Copy the lines below, beginning with the one that contains "Target: red brick wall" and continuing through the final line, exactly as written and with no other lines.
◆ ◆ ◆ ◆ ◆ ◆ ◆
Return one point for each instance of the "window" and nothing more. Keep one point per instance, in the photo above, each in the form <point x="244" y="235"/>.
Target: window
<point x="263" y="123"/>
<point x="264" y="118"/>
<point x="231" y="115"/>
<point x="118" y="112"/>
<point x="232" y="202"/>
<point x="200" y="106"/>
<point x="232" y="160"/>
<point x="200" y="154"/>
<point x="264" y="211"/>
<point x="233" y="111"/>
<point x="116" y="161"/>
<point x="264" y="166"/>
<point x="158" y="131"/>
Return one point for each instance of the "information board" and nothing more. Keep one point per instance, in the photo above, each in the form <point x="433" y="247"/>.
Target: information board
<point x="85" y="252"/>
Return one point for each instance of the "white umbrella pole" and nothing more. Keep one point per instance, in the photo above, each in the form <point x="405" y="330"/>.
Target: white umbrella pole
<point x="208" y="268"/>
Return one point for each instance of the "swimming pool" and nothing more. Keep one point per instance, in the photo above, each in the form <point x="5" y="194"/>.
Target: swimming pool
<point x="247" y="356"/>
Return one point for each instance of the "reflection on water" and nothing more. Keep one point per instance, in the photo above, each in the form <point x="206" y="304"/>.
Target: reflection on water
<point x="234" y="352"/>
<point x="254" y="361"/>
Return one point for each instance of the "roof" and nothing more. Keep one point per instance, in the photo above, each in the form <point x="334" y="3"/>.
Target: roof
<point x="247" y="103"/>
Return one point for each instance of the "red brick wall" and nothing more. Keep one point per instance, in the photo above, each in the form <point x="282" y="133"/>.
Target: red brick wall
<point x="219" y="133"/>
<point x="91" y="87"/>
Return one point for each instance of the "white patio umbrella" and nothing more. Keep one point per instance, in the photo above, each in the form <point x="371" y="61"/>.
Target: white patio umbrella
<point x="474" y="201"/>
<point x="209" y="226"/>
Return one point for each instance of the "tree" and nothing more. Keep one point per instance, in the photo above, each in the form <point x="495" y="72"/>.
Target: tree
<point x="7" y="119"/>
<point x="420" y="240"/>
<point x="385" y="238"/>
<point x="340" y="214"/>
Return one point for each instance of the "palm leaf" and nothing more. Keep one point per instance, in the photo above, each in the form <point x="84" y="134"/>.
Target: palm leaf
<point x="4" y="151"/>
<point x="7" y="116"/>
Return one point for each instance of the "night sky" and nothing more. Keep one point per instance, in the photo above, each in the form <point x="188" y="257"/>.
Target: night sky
◆ ◆ ◆ ◆ ◆ ◆ ◆
(RESULT OF THIS EXERCISE)
Target: red brick wall
<point x="219" y="133"/>
<point x="91" y="87"/>
Return one point for each instance of the "white patio umbrella" and nothing more. Keep one point per instance, in the photo above, each in the form <point x="371" y="61"/>.
Target: white patio umbrella
<point x="474" y="201"/>
<point x="209" y="226"/>
Return one point for each instance of the "tree" and nothing more. Keep one point per instance, in the photo above, each in the form <point x="495" y="72"/>.
Target: tree
<point x="7" y="119"/>
<point x="420" y="240"/>
<point x="385" y="238"/>
<point x="340" y="214"/>
Return one point for each instance of the "palm leaf" and nothing more. Keep one point per instance, in the photo above, each in the form <point x="84" y="134"/>.
Target: palm leaf
<point x="4" y="151"/>
<point x="7" y="116"/>
Return one point for each instance of the "night sky" and nothing more. Keep one point per instance, in the photo above, each in the form <point x="188" y="257"/>.
Target: night sky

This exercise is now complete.